───── MATERIAL PROVIDED

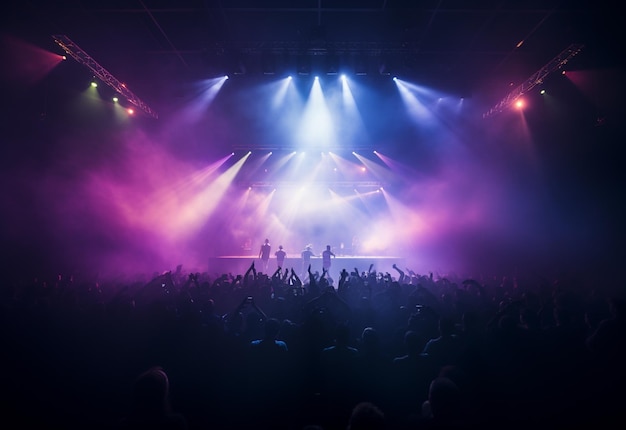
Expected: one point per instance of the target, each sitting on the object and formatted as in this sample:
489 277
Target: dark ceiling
459 45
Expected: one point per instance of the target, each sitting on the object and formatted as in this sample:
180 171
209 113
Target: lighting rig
535 79
83 58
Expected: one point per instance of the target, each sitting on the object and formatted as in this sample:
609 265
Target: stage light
83 58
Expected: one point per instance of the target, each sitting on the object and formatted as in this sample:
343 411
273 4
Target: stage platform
238 264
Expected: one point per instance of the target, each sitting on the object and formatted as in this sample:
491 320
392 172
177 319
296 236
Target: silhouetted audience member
366 416
445 349
444 407
150 404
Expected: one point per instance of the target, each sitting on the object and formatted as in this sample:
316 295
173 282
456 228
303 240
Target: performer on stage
306 258
326 255
264 254
280 256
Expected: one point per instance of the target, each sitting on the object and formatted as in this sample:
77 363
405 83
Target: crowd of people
401 350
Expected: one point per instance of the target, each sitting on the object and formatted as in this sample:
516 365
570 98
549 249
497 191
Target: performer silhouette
280 256
326 255
264 254
306 257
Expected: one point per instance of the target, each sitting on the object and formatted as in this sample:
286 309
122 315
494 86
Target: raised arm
400 273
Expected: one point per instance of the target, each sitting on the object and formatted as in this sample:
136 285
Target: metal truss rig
535 79
83 58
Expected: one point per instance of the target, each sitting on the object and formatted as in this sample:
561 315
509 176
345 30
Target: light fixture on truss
535 79
83 58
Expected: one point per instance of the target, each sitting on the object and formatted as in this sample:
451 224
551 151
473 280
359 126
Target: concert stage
238 264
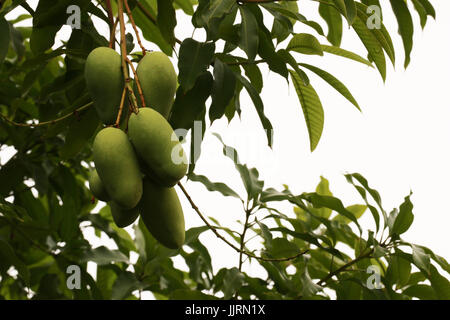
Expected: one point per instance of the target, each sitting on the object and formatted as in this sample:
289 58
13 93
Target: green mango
158 81
123 217
97 188
162 214
117 167
105 82
158 147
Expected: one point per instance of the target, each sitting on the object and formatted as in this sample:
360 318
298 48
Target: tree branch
150 17
345 266
112 25
130 16
188 197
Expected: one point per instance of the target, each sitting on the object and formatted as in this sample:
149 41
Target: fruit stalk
122 102
123 49
112 25
130 16
138 83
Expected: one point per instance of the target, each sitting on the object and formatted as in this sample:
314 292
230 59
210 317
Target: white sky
400 142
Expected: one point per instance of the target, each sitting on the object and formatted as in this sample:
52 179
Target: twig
138 83
150 17
345 266
122 102
188 197
123 49
112 24
262 1
40 124
130 16
242 245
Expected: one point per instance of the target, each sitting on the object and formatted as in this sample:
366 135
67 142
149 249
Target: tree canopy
46 115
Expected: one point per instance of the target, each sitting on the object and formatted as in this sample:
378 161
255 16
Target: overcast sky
400 141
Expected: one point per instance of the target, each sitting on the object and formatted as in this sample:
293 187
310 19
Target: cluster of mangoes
135 171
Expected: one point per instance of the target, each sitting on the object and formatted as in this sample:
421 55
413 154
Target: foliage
315 251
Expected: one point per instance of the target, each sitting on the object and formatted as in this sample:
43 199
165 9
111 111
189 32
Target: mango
117 167
162 214
123 217
105 83
157 146
158 81
96 186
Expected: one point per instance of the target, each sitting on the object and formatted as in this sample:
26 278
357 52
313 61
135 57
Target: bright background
400 141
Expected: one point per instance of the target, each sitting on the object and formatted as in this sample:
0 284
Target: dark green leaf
166 20
195 58
249 33
405 26
334 22
222 90
214 186
312 109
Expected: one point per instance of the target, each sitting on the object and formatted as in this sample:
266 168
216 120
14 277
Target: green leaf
374 193
334 22
150 30
440 284
4 39
80 132
254 75
195 58
357 210
429 8
249 177
267 51
305 43
289 59
404 218
259 105
372 45
422 12
43 38
334 82
282 248
8 257
312 109
214 186
421 291
405 26
104 256
189 105
309 288
166 20
249 38
420 258
399 271
346 54
222 90
124 285
232 282
185 5
333 203
382 35
350 9
184 294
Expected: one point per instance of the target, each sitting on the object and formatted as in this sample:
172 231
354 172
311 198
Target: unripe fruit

──────────

**TASK REQUIREMENTS**
What is needed is every line of the data above, set down exactly but with the images left out.

**EXERCISE SOLUTION**
Expected: one point per instance of the target, each sitting on the object and formatted as in this sample:
489 277
Target: dark ceiling
459 45
Expected: one point per instance of the target, each sitting on the object and formatted as in this sample:
180 171
209 113
Target: lighting rig
535 79
83 58
Expected: one point per instance of the target, each sitting on the object and formatted as in this sample:
609 265
Target: stage light
83 58
Expected: one point per instance of the target, each sitting on the object and formatted as in this sample:
343 411
273 4
Target: stage platform
238 264
Expected: one point per instance of the target, each sitting on the object and formatted as in this sample:
491 320
392 172
177 319
296 236
Target: silhouetted audience member
366 416
445 349
444 407
150 404
Expected: one point per instance of the target, each sitting on the object and formatted as in this sample:
316 295
173 282
456 228
303 240
Target: performer on stage
306 258
326 255
264 254
280 256
Expected: one point per instance of the target, each sitting on the object and formatted as in this sample:
77 363
405 83
Target: crowd of people
401 350
Expected: one point per instance of the target, each sitting on the object and formatted as in this sample:
516 365
570 98
549 249
497 191
Target: performer silhouette
280 256
326 255
264 254
306 257
Expected: one point per instance of the target, each sitting on the object and formatted as in this sample:
286 309
122 315
494 86
Target: raised arm
400 273
Expected: one point per instance of the target, each sitting on the object and formatted as in this sample:
136 285
Target: metal truss rig
535 79
83 58
Expected: one point per instance of the target, each sitting on the object and formatted as in this sample:
561 315
509 176
345 30
Target: light fixture on truss
535 79
83 58
Expected: one point per instance of the target, each sitting on the object and formatted as in this sample:
451 224
551 151
473 280
359 126
Target: concert stage
238 264
Expected: one point per instance of the target, each sitting on the object and formatted as in this sample:
289 58
13 93
Target: green mango
158 81
123 217
97 188
162 214
117 167
105 82
158 147
Expected: one point per instance of the target, each sitting on the object and formatted as in this sample:
360 318
298 48
Target: tree branch
150 17
345 266
112 25
130 16
188 197
Expected: one point per instance of the target, each sitting on the object and formatted as in this sample:
149 41
Target: fruit stalk
122 102
123 49
112 25
130 16
138 83
Expected: one point per instance of the target, each sitting on the object and formatted as in this sample:
314 292
230 59
210 317
Target: white sky
400 142
Expected: one point per instance of the target, each sitting on the object and formatted as in this sample:
52 179
Target: twig
138 83
150 17
345 266
122 102
188 197
123 49
112 24
262 1
40 124
130 16
242 245
Expected: one point per instance of the target, each sitting on the object and formatted as in this sample:
366 135
67 142
149 249
Target: tree canopy
46 115
Expected: one point per instance of the target, each sitting on the object and formatted as in this sample:
378 161
255 16
Target: overcast sky
400 141
Expected: one point per instance of the target, each sitting on the object and formatted as in this sample:
293 187
310 19
Target: cluster of mangoes
135 171
Expected: one point per instance of the target, each sitting on the object and formatted as in this sample:
421 55
413 154
Target: foliage
315 251
Expected: one point per instance of the target, each sitting on the object and formatted as in this sample:
43 199
165 9
111 111
189 32
Target: mango
117 167
162 214
123 217
105 83
157 146
158 81
96 186
Expected: one point per instance of the target, each sitting on the object and formatted as in this sample:
26 278
357 52
313 61
135 57
Target: bright background
400 141
Expected: one point per instance of the target, each sitting on the object and formatted as in this sample:
0 284
Target: dark green leaf
166 20
195 58
249 33
405 26
334 22
222 90
214 186
312 109
Expected: one point per instance of the target, each sitting on the object and formatted as in this sample:
266 168
216 120
14 277
Target: green leaf
374 193
334 22
150 30
440 284
4 39
80 132
254 75
195 58
357 210
429 8
249 177
267 51
305 43
289 59
404 218
259 105
372 45
422 12
43 38
334 82
282 248
8 257
312 109
214 186
421 291
405 26
104 256
189 105
309 288
166 20
249 38
420 258
399 271
346 54
222 90
124 285
232 282
185 5
333 203
382 35
350 9
184 294
Expected: one point per instance of the target, each sitting on the object and formatted as in this sample:
172 231
354 172
311 198
Target: unripe fruit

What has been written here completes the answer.